*** Opening EXCERPTED RECORDS ***

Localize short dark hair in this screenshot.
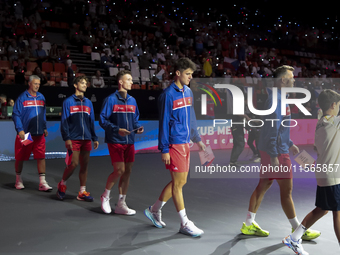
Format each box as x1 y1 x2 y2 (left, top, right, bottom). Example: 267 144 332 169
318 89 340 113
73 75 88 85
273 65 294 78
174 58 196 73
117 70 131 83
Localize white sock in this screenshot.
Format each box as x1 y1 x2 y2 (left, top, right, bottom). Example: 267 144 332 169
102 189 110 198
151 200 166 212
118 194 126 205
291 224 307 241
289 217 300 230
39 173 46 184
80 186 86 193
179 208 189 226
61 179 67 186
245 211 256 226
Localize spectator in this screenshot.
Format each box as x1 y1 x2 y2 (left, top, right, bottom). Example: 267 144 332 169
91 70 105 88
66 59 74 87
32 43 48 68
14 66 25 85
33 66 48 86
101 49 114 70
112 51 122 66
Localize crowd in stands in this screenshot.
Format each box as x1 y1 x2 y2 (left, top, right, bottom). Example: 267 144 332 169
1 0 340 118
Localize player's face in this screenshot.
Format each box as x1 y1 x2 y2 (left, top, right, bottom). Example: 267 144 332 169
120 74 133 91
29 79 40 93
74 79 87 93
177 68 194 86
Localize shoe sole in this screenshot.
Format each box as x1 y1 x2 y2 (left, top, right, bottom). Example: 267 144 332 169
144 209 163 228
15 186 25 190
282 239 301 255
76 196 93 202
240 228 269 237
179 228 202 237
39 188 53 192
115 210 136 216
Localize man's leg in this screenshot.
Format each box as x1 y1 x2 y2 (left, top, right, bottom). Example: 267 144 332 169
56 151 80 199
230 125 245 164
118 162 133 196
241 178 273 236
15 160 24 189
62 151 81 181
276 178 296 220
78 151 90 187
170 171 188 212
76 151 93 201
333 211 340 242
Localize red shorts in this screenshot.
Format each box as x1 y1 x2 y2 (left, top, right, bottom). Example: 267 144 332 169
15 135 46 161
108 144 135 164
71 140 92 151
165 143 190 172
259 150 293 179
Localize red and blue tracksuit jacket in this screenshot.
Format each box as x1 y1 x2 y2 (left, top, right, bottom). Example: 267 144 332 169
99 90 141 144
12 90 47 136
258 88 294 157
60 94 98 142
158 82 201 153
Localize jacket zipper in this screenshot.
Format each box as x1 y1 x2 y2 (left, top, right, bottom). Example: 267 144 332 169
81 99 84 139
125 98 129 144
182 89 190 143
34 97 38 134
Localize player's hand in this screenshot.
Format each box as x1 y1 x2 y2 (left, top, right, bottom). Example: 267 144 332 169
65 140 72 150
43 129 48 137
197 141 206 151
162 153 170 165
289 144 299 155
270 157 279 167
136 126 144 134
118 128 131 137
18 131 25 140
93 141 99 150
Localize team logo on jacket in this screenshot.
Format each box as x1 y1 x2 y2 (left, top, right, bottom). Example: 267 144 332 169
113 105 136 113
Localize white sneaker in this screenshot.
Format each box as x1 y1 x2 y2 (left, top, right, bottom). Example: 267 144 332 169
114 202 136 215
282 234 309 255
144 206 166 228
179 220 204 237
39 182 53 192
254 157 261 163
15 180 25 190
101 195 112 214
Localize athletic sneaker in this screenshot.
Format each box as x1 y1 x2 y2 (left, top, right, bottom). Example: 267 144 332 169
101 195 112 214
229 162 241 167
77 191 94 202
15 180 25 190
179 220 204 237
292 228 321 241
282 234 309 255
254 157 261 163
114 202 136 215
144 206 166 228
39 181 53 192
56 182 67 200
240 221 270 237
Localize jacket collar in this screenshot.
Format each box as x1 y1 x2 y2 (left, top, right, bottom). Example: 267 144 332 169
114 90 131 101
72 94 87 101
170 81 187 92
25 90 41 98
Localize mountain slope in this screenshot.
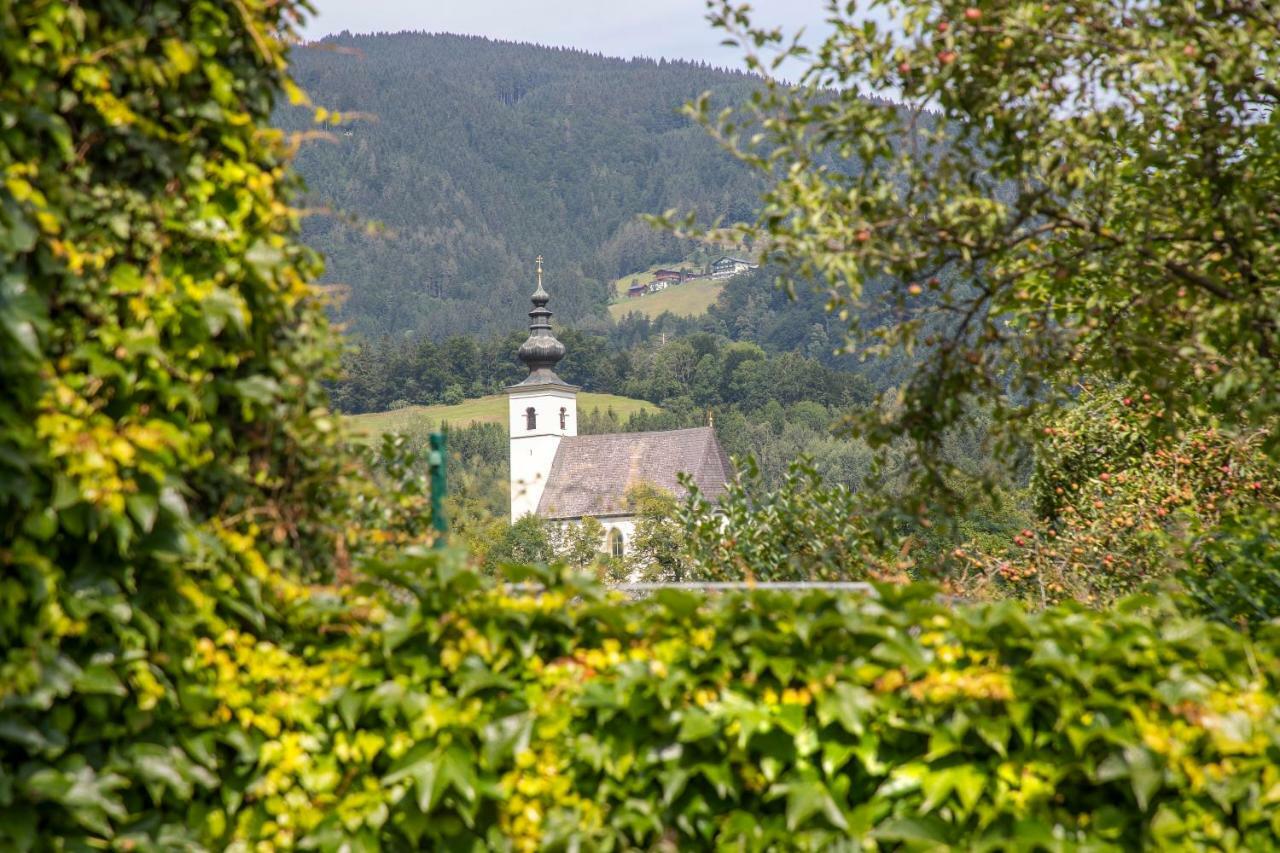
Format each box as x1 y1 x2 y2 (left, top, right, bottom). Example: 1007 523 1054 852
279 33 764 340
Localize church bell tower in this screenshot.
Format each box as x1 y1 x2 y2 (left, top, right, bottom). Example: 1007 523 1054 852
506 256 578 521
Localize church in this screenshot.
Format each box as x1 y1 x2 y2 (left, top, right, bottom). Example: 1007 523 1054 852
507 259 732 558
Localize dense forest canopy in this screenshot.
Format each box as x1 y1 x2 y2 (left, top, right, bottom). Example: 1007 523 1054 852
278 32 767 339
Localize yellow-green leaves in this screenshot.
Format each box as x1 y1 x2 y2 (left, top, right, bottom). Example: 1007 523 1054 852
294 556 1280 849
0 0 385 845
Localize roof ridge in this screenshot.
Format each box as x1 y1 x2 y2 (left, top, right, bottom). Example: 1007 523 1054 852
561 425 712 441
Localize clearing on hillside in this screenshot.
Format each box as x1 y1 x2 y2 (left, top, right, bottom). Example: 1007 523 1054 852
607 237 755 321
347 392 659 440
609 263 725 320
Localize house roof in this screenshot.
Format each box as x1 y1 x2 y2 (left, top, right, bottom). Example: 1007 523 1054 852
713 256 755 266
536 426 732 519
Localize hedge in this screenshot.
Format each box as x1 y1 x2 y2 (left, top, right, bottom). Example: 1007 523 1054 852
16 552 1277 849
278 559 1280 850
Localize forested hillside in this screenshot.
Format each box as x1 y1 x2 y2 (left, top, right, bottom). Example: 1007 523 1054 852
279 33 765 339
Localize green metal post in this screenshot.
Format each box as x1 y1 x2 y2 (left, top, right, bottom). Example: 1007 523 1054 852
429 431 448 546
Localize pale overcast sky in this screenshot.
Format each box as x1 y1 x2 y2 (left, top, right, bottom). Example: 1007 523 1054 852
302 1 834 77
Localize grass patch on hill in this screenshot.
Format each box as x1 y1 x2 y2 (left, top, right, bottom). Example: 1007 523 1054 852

*** Closing EXCERPTED RECORDS ***

### EXERCISE GOAL
Give the entries again exactly, but skip every image.

### RESULT
Localize short dark hair in this screenshot.
Format each box as x1 y1 x2 y2 (left, top, right, bottom). Example: 267 144 332 169
318 89 340 113
73 75 88 85
273 65 294 78
174 58 196 73
117 70 131 83
Localize white sock in this screenshot.
Format each box as x1 y1 x2 y2 (left, top, right, bottom). Example: 267 144 332 169
102 189 110 198
151 200 166 212
118 194 126 205
291 224 307 241
289 217 300 230
39 173 46 184
80 186 86 193
179 208 189 226
61 179 67 186
245 211 256 226
Localize spectator in this screenshot.
Format each box as x1 y1 x2 y2 (left, top, right, bottom). Example: 267 144 332 169
91 70 105 88
66 59 74 87
32 43 48 68
14 66 25 85
33 66 48 86
101 49 114 70
112 51 122 66
Localize crowd in stands in this screenshot.
Format each box as x1 y1 x2 y2 (left, top, right, bottom). Example: 267 144 332 169
1 0 340 118
Localize player's face in this screenshot.
Format each box as x1 y1 x2 y2 (left, top, right, bottom). Example: 267 144 332 169
120 74 133 91
29 79 40 93
74 79 87 93
177 68 194 86
Localize shoe sole in this screenshot.
Format each box as x1 y1 x2 y2 (left, top, right, bottom). Example: 267 144 332 169
144 209 163 228
15 186 25 190
282 239 301 255
76 196 93 202
240 228 269 237
179 228 202 237
39 188 53 192
115 210 136 216
Localize man's leg in this screenshot.
Format each box as x1 y1 x2 y2 (left, top, right, bottom). Example: 267 144 332 169
56 151 80 199
230 125 245 164
118 162 133 196
241 178 273 236
15 160 24 189
62 151 81 181
276 178 296 220
78 151 90 187
170 171 188 212
76 151 93 201
333 211 340 242
Localize red shorts in this screenshot.
Format each box as x1 y1 x2 y2 (left, top, right, bottom). Example: 267 144 332 169
15 135 46 161
108 144 135 164
71 140 92 151
165 143 190 172
259 150 293 179
Localize red and blue tracksuit jacket in this screenshot.
Format each box as x1 y1 x2 y2 (left, top, right, bottom). Example: 267 144 332 169
99 90 141 144
12 90 47 136
258 88 294 157
60 94 98 142
158 82 201 153
Localize jacket zipper in this screenshot.
Format each box as x1 y1 x2 y2 (left, top, right, bottom). Example: 267 144 332 169
81 99 84 139
125 98 129 144
182 89 190 143
34 97 38 134
Localize player's hand in this screenshot.
Format each box as x1 y1 x2 y2 (left, top, right, bottom). Example: 267 144 332 169
65 140 72 150
43 129 48 137
197 141 206 151
162 153 170 165
289 144 299 155
270 157 279 167
136 126 144 134
118 128 131 137
18 131 25 140
93 141 99 150
Localize team logo on jacket in this screenshot.
Format each box as x1 y1 x2 y2 (left, top, right, bottom). Example: 267 144 332 169
113 105 136 113
Localize white sneaker in this screenshot.
Format each box as x1 y1 x2 y2 (left, top, right, bottom). Example: 267 144 332 169
114 202 136 215
282 234 309 255
144 206 166 228
179 220 204 237
39 182 53 192
254 157 261 163
15 180 25 190
101 195 112 214
Localize athletic sneaker in this screenshot.
Format each box as x1 y1 x2 y2 (left, top, right, bottom). Example: 267 144 332 169
101 195 112 214
229 162 241 167
77 191 94 202
15 180 25 190
179 220 204 237
292 228 321 241
282 234 309 255
254 157 261 163
114 202 136 215
144 206 166 228
39 181 53 192
56 182 67 200
240 221 270 237
Localize jacket collar in this screenshot.
Format each box as x1 y1 x2 y2 (left, top, right, bottom). Example: 267 144 332 169
114 90 131 101
72 94 87 101
170 81 187 92
25 90 41 98
Localize mountain slope in this screenshot.
Format each box as x1 y1 x2 y2 (left, top, right, bottom). Example: 1007 523 1054 852
279 33 764 340
Localize church bell tower in this screenshot.
Format each box as x1 y1 x2 y2 (left, top, right, bottom). Example: 1007 523 1054 852
506 256 578 521
Localize church in this screenshot.
Format each box as x1 y1 x2 y2 (left, top, right, bottom). Example: 1007 523 1054 852
507 259 732 558
Localize dense forest canopy in this screenshot.
Format each box as x1 y1 x2 y2 (left, top, right, bottom). Example: 1007 523 1054 852
278 32 767 339
Localize yellow-green leaves in this screenshot.
Format each box as x1 y1 x2 y2 (left, top, right, bottom). Example: 1007 523 1054 852
294 556 1280 849
0 0 385 845
Localize roof ridge in this screenshot.
Format each box as x1 y1 x2 y2 (left, top, right, bottom). Example: 1007 523 1054 852
561 425 712 441
Localize clearing on hillside in this screenshot.
Format each box as x1 y1 x2 y2 (left, top, right, bottom). Example: 1007 523 1054 852
607 237 755 321
347 392 659 440
609 263 725 320
Localize house roof in this screenshot.
Format each box as x1 y1 x2 y2 (left, top, right, bottom). Example: 1007 523 1054 852
713 256 755 266
536 426 732 519
Localize hedge in this screenshot.
Format each box as x1 y1 x2 y2 (left, top, right, bottom). Example: 1007 523 1054 852
16 552 1277 849
278 559 1280 850
Localize forested hillside in this screenshot.
Format each box as x1 y1 x2 y2 (left, top, right, bottom). Example: 1007 523 1054 852
279 33 765 339
Localize green metal post in this screenshot.
Format each box as x1 y1 x2 y2 (left, top, right, bottom). Example: 1007 523 1054 852
429 431 448 546
Localize pale overcast sky in this screenshot.
Format each box as x1 y1 x2 y2 (left, top, right, bottom). Example: 1007 523 1054 852
302 1 834 77
Localize grass patch on hill in this screenshot.
Format each box as x1 y1 x2 y2 (left, top, right, bottom). Example: 1007 523 1054 852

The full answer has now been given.